> **Try it**
Having found the line containing "the white stair" in the data below, reproduce that line and each one after it to the end, exactly, and include nothing else.

> **Records shown**
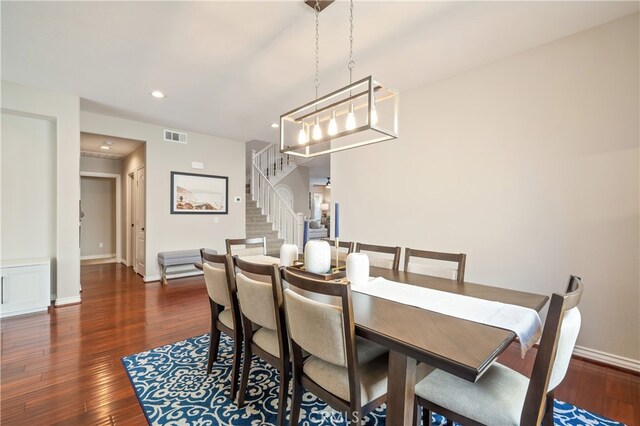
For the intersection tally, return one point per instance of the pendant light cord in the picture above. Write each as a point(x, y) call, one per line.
point(351, 65)
point(317, 9)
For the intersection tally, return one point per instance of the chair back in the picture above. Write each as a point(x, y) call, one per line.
point(432, 268)
point(344, 248)
point(554, 353)
point(249, 246)
point(384, 256)
point(260, 300)
point(324, 330)
point(216, 277)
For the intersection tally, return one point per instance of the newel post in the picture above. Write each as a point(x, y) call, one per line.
point(253, 173)
point(299, 232)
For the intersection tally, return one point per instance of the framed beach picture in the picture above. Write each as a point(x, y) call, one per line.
point(192, 193)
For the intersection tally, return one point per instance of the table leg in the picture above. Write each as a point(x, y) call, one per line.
point(401, 390)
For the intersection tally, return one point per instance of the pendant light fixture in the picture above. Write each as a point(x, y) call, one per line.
point(361, 113)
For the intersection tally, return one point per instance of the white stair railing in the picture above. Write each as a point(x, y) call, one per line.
point(271, 162)
point(289, 224)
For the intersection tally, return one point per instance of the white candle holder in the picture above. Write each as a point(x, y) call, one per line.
point(358, 268)
point(317, 257)
point(288, 254)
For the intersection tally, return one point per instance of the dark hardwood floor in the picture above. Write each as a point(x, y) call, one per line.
point(64, 367)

> **Answer section**
For the intersection tally, return one point per instance of the white stair railing in the picture above. Write each as a point(x, y) call, one per line.
point(271, 162)
point(289, 224)
For the intersection tally, return one point per instance of the white candle holder in the picture above. Write each as a point(x, y) call, one per line.
point(358, 268)
point(317, 257)
point(288, 254)
For the intersection tally, return one point per instance of the dark hardwood floor in the picture above. Write each as a point(x, y) call, one per line.
point(64, 367)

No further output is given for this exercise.